[Entries from a point annotation set]

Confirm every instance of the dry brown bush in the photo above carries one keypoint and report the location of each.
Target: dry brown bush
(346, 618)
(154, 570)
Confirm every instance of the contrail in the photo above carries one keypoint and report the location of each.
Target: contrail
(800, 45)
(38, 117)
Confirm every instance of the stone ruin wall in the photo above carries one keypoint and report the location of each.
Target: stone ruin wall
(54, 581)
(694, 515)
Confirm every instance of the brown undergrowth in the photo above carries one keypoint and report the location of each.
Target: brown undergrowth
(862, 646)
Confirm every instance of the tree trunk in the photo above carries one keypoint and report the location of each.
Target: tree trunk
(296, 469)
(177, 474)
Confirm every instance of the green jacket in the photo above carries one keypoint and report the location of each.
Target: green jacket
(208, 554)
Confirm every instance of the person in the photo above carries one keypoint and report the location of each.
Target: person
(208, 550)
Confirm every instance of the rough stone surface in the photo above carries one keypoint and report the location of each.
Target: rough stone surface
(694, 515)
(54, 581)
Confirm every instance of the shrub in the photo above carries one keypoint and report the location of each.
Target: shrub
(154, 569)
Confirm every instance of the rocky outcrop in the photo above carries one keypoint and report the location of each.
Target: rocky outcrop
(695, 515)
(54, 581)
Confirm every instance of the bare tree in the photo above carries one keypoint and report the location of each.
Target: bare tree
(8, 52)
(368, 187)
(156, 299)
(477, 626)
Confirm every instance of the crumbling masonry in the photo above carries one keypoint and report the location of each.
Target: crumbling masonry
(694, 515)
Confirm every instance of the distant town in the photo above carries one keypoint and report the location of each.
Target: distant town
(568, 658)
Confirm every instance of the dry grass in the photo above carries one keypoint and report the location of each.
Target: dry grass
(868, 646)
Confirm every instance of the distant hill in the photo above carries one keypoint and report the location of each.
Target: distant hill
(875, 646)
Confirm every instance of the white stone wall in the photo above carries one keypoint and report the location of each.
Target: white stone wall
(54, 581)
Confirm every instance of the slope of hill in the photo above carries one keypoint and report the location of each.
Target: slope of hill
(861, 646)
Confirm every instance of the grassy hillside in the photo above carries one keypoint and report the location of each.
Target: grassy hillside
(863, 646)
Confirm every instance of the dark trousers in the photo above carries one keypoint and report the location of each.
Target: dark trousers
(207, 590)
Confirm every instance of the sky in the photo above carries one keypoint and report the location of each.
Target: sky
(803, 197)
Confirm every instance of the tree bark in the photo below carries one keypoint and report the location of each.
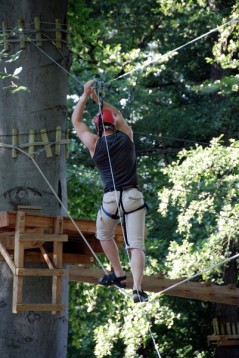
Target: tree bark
(43, 107)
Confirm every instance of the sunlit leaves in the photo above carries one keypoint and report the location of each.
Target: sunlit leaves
(204, 189)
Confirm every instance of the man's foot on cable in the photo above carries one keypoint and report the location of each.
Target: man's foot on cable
(140, 296)
(112, 279)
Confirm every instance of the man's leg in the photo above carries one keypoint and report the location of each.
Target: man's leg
(111, 250)
(137, 267)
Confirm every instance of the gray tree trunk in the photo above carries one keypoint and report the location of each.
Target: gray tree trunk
(43, 107)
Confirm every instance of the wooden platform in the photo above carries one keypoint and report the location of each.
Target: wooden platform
(224, 334)
(55, 240)
(75, 250)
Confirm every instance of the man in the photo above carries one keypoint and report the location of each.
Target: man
(113, 153)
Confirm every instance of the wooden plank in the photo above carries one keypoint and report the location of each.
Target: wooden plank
(18, 260)
(46, 222)
(5, 220)
(57, 261)
(223, 340)
(7, 257)
(155, 283)
(47, 144)
(68, 259)
(228, 328)
(215, 326)
(5, 36)
(31, 149)
(40, 307)
(21, 27)
(43, 237)
(47, 258)
(40, 272)
(234, 328)
(58, 33)
(15, 142)
(58, 139)
(37, 24)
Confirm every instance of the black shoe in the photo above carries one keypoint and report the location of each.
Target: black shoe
(112, 279)
(140, 296)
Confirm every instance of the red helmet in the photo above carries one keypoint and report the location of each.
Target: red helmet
(108, 117)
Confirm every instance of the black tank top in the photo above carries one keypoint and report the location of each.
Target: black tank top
(122, 158)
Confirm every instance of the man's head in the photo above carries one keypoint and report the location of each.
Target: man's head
(108, 119)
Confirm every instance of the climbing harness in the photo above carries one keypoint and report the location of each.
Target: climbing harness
(116, 216)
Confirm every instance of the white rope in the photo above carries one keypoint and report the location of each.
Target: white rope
(169, 53)
(220, 263)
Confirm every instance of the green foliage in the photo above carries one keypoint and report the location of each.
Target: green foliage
(204, 191)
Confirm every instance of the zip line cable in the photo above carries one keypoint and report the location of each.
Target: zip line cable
(146, 64)
(195, 276)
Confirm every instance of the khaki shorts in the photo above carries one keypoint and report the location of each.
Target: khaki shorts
(132, 199)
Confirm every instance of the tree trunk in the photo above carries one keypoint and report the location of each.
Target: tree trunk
(39, 110)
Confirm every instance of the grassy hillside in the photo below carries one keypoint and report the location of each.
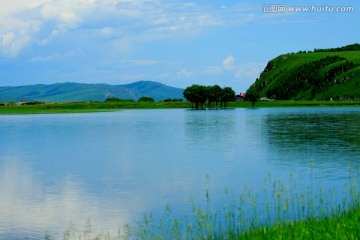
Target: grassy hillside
(318, 75)
(157, 91)
(68, 92)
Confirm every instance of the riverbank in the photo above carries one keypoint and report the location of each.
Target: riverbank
(85, 107)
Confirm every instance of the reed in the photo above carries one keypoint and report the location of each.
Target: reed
(279, 211)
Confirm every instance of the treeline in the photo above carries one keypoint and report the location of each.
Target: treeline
(202, 97)
(307, 80)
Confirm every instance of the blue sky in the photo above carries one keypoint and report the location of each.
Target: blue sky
(178, 43)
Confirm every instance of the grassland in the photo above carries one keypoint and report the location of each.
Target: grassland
(86, 107)
(344, 85)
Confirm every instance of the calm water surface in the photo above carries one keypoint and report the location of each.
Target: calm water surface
(65, 169)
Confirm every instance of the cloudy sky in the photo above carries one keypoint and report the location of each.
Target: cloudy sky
(178, 43)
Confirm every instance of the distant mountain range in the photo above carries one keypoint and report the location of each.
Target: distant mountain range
(66, 92)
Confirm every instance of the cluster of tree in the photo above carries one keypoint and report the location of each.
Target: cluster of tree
(201, 97)
(309, 77)
(146, 99)
(173, 100)
(115, 99)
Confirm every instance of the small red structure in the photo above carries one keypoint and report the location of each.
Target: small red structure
(240, 97)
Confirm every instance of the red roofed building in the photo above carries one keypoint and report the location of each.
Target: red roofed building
(240, 97)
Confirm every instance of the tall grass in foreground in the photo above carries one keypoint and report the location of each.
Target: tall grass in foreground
(278, 212)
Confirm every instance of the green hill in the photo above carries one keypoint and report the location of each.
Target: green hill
(67, 92)
(318, 75)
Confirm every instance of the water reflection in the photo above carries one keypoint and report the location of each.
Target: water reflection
(28, 208)
(112, 167)
(320, 140)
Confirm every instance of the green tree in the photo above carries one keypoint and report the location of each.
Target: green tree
(146, 99)
(214, 95)
(196, 95)
(252, 95)
(227, 95)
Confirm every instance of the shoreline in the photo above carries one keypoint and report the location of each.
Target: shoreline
(88, 107)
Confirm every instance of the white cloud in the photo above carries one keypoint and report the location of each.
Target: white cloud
(229, 63)
(27, 22)
(185, 74)
(140, 62)
(56, 56)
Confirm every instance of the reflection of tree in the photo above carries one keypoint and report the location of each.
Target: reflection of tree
(321, 130)
(210, 128)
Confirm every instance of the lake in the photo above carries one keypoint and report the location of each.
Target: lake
(63, 170)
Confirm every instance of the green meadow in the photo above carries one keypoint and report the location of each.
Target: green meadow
(85, 107)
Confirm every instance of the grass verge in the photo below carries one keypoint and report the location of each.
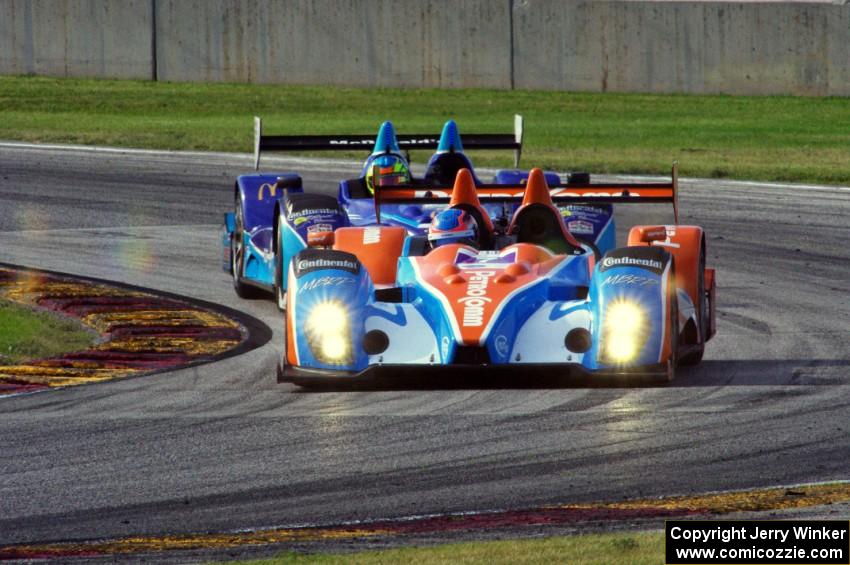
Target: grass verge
(762, 138)
(633, 548)
(26, 334)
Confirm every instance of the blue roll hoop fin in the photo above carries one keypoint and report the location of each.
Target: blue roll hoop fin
(450, 139)
(386, 142)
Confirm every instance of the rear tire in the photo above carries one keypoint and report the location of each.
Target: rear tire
(237, 255)
(673, 361)
(279, 292)
(695, 352)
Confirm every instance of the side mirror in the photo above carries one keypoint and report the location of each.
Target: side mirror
(653, 233)
(320, 239)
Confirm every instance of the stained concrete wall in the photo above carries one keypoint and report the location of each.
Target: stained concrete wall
(77, 38)
(442, 43)
(592, 45)
(696, 47)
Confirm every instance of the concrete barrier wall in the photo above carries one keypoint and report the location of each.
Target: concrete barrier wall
(77, 38)
(592, 45)
(696, 47)
(442, 43)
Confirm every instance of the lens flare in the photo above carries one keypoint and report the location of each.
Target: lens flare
(625, 331)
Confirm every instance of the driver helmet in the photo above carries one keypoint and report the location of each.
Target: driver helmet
(391, 169)
(452, 226)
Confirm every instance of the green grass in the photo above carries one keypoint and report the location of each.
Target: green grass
(764, 138)
(26, 334)
(632, 548)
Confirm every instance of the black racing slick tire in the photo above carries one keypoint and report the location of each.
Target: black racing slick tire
(237, 255)
(695, 351)
(673, 361)
(279, 292)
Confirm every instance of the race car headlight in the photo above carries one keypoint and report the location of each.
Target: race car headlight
(624, 332)
(328, 333)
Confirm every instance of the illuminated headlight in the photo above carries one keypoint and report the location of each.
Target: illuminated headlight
(328, 333)
(624, 332)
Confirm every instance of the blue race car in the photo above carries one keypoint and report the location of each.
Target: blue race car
(274, 217)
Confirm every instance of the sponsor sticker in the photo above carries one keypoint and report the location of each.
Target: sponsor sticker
(635, 280)
(610, 262)
(324, 282)
(476, 298)
(314, 212)
(466, 259)
(315, 228)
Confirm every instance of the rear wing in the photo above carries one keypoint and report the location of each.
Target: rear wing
(348, 142)
(562, 193)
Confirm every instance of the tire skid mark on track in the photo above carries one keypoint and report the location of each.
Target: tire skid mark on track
(761, 500)
(140, 332)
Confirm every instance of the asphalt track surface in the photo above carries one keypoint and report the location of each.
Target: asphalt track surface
(223, 446)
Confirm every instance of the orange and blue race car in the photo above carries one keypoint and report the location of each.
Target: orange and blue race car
(274, 217)
(508, 291)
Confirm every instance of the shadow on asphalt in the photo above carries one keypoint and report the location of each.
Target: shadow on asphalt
(706, 374)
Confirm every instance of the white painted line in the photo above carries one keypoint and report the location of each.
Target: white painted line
(319, 164)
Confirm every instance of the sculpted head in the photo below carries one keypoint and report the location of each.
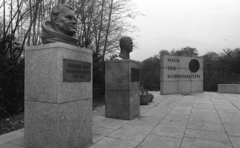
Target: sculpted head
(126, 46)
(63, 19)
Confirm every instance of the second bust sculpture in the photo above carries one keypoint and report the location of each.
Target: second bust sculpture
(126, 46)
(61, 27)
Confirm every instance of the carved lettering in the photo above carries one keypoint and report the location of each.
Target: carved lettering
(173, 60)
(184, 76)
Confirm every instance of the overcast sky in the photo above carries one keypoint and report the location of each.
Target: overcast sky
(207, 25)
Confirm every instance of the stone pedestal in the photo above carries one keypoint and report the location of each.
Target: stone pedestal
(58, 96)
(122, 98)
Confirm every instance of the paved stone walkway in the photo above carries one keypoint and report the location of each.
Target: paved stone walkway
(207, 120)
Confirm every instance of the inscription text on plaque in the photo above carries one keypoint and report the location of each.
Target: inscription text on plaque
(76, 71)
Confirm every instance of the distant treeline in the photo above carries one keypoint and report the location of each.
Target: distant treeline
(219, 68)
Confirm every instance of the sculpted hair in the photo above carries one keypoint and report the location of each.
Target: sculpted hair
(57, 9)
(122, 40)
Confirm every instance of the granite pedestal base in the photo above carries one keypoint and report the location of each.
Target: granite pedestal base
(122, 89)
(58, 109)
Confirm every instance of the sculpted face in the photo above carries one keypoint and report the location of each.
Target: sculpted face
(66, 22)
(127, 44)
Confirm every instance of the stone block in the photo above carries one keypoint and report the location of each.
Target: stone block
(122, 104)
(44, 73)
(171, 75)
(196, 86)
(118, 75)
(65, 125)
(169, 61)
(184, 74)
(184, 87)
(200, 60)
(229, 88)
(168, 87)
(197, 76)
(184, 62)
(180, 74)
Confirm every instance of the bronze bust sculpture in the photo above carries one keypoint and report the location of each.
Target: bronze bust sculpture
(61, 27)
(126, 46)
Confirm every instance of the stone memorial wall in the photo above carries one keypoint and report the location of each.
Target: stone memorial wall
(181, 75)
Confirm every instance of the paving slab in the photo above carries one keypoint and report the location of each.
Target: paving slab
(201, 120)
(199, 143)
(235, 141)
(156, 141)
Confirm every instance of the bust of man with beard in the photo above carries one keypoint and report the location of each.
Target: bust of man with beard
(126, 46)
(61, 27)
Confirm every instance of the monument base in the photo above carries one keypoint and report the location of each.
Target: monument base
(122, 89)
(58, 96)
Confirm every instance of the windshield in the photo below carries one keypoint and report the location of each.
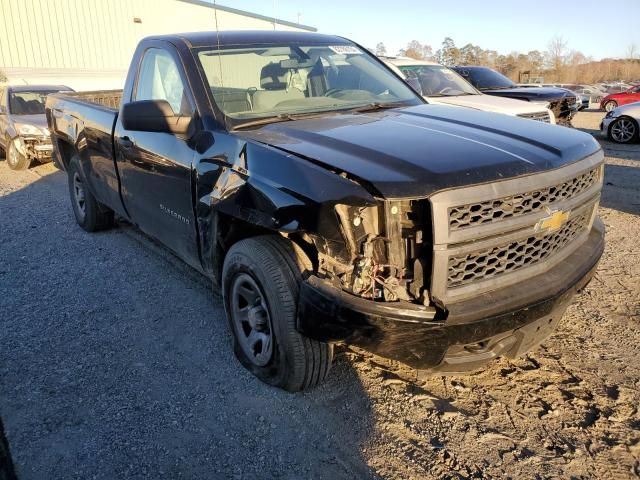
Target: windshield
(437, 80)
(28, 103)
(485, 78)
(266, 81)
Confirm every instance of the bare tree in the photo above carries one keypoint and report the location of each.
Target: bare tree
(417, 50)
(381, 50)
(556, 52)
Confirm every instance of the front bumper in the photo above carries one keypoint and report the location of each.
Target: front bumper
(508, 322)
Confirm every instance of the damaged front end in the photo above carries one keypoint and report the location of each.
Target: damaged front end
(385, 254)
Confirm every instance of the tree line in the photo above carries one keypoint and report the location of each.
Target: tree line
(557, 64)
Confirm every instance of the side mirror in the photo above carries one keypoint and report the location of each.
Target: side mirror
(416, 85)
(153, 116)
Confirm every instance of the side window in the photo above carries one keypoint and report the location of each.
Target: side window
(159, 79)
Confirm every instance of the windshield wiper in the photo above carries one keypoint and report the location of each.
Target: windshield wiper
(370, 107)
(282, 117)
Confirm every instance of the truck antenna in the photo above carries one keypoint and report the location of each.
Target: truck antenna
(215, 13)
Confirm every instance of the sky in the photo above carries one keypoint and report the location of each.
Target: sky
(595, 27)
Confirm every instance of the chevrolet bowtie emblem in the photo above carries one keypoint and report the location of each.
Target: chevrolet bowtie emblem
(553, 221)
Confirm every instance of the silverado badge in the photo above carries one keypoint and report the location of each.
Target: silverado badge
(553, 222)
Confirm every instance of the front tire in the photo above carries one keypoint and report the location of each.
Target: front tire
(15, 159)
(623, 130)
(90, 214)
(260, 279)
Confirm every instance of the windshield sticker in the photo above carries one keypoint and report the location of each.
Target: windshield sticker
(346, 50)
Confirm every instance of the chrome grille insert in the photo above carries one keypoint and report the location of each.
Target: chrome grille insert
(471, 214)
(490, 262)
(492, 235)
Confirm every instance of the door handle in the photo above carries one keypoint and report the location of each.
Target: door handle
(126, 143)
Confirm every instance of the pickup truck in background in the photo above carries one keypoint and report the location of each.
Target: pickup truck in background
(562, 102)
(441, 85)
(329, 203)
(24, 137)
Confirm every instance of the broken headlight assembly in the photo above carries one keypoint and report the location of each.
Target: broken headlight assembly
(386, 252)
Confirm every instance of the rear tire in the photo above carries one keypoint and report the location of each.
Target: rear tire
(90, 214)
(15, 159)
(260, 280)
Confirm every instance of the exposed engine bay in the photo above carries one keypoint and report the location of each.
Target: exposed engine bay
(388, 248)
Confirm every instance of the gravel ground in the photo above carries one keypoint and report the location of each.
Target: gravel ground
(115, 361)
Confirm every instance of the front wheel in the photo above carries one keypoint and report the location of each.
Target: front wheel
(90, 214)
(260, 280)
(623, 130)
(15, 159)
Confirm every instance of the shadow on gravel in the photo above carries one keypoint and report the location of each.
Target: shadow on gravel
(621, 189)
(121, 365)
(6, 464)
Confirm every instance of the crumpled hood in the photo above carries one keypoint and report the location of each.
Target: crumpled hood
(415, 151)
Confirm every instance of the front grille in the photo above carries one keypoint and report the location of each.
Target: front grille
(490, 262)
(491, 235)
(538, 116)
(478, 213)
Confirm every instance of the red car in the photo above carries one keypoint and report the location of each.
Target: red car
(615, 99)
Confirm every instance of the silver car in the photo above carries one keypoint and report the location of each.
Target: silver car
(621, 124)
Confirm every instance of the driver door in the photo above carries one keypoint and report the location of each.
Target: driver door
(155, 168)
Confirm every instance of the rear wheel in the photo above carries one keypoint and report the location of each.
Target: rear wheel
(15, 159)
(260, 280)
(90, 214)
(623, 130)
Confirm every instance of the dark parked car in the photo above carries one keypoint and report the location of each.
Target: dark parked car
(560, 101)
(330, 203)
(24, 136)
(614, 100)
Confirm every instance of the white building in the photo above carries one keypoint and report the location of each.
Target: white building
(87, 44)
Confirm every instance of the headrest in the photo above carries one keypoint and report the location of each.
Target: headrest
(274, 77)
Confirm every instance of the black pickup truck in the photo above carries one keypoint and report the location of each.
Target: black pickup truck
(329, 203)
(562, 102)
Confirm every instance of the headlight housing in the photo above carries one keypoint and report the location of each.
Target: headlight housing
(26, 130)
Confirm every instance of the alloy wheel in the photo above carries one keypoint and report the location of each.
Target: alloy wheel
(623, 130)
(251, 319)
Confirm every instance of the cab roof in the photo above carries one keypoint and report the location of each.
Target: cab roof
(36, 88)
(251, 37)
(406, 61)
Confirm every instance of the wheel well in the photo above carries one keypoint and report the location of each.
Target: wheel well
(66, 151)
(231, 230)
(627, 117)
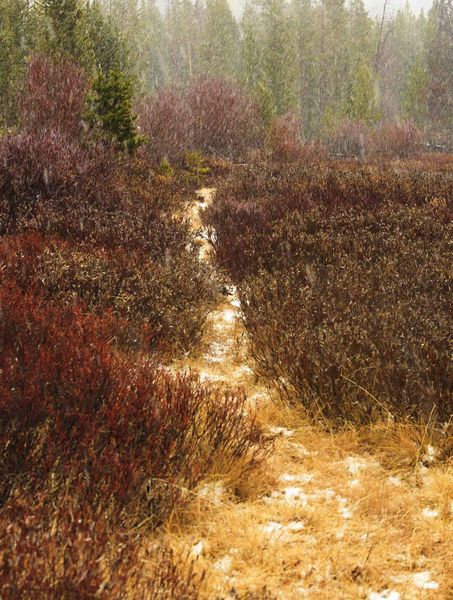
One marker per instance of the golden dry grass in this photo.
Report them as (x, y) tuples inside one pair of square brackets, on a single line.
[(351, 514)]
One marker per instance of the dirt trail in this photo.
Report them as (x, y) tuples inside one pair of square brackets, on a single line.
[(320, 519)]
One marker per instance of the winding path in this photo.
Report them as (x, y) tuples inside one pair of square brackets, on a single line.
[(321, 519)]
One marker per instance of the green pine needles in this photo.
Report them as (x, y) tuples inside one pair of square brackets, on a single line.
[(112, 109)]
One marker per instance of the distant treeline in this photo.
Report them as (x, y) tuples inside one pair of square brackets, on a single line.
[(325, 62)]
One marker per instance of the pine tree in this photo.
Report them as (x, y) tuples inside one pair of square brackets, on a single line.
[(415, 105), (112, 109), (280, 55), (219, 52), (361, 104), (65, 31), (184, 32), (251, 72), (109, 47), (15, 41), (440, 71)]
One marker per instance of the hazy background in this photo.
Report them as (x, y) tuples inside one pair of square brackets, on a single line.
[(374, 6)]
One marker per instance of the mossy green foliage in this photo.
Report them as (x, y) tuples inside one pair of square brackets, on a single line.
[(112, 109)]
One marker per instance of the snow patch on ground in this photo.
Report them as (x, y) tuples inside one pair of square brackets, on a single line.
[(197, 549), (423, 581), (430, 513), (384, 595), (354, 465), (281, 431), (302, 478), (224, 564)]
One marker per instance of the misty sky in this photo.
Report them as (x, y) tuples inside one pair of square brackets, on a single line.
[(374, 6)]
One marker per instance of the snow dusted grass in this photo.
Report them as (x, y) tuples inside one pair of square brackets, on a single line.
[(306, 532), (347, 514)]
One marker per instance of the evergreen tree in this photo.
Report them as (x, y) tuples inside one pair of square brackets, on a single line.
[(303, 15), (109, 47), (440, 71), (361, 104), (251, 73), (280, 55), (15, 40), (65, 31), (184, 32), (415, 105), (219, 52), (112, 109)]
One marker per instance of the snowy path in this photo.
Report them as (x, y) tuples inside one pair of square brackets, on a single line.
[(320, 520)]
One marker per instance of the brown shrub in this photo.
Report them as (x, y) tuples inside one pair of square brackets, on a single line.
[(54, 95), (253, 200), (71, 551), (285, 138), (213, 116), (351, 138), (77, 416), (345, 286), (398, 140)]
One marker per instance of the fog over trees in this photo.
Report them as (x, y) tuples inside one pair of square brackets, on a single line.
[(325, 61)]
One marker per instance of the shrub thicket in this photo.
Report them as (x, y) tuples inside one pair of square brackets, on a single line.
[(345, 284), (212, 116), (95, 436), (71, 551), (78, 417)]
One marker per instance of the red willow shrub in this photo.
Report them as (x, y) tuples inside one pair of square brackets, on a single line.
[(351, 138), (167, 121), (160, 305), (252, 201), (345, 286), (78, 416), (72, 552), (54, 97), (212, 115), (225, 120), (397, 140), (285, 138)]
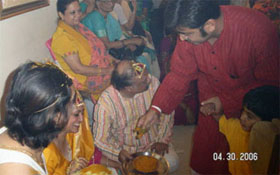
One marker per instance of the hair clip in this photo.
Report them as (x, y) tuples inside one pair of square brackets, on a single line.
[(139, 68)]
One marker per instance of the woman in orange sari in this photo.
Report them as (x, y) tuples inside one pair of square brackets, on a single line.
[(80, 53)]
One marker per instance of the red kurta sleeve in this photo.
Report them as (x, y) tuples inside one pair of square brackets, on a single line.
[(264, 57), (176, 83)]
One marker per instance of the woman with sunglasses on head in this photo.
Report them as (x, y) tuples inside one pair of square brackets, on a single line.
[(37, 109), (72, 151)]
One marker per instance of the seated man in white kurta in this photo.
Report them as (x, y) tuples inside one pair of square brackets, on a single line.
[(118, 110)]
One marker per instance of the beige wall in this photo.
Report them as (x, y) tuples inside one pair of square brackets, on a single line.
[(23, 38)]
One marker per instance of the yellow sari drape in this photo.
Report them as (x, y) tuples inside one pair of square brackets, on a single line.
[(81, 144)]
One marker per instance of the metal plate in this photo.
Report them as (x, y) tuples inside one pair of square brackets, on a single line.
[(162, 168)]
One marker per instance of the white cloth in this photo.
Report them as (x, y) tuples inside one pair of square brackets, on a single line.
[(172, 159), (12, 156)]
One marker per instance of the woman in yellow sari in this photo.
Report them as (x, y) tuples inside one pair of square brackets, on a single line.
[(73, 151), (79, 52)]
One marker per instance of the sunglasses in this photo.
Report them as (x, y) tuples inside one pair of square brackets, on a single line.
[(139, 68)]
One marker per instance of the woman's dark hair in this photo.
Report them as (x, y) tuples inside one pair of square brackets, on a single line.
[(61, 5), (264, 102), (36, 104), (190, 13), (120, 81)]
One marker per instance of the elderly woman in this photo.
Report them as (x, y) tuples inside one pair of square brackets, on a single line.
[(79, 52), (109, 30), (37, 108)]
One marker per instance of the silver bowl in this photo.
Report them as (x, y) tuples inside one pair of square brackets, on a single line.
[(162, 168)]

• WHAT THIS TASK INVOLVES
Reproduce the records above exactly, starting with the line that contains "One marker per instance of the woman's" and ending with the last line.

• ANSWER TO THE TASK
One marker per instance of the woman's dark hair in this photo.
Report them as (x, y) tuples inside one pair of square brackets, on a single line.
[(61, 5), (264, 102), (36, 104), (190, 13), (120, 81)]
One marker per instance of the elderly woman in this photo.
Report them as (x, y) tuples inside one pair of square brackets, on a single line.
[(79, 52), (109, 30), (37, 108)]
One marker per instance of the silver bowl in this photo.
Report them as (x, y) tuples inside one pair of square brackets, on a single line.
[(162, 168)]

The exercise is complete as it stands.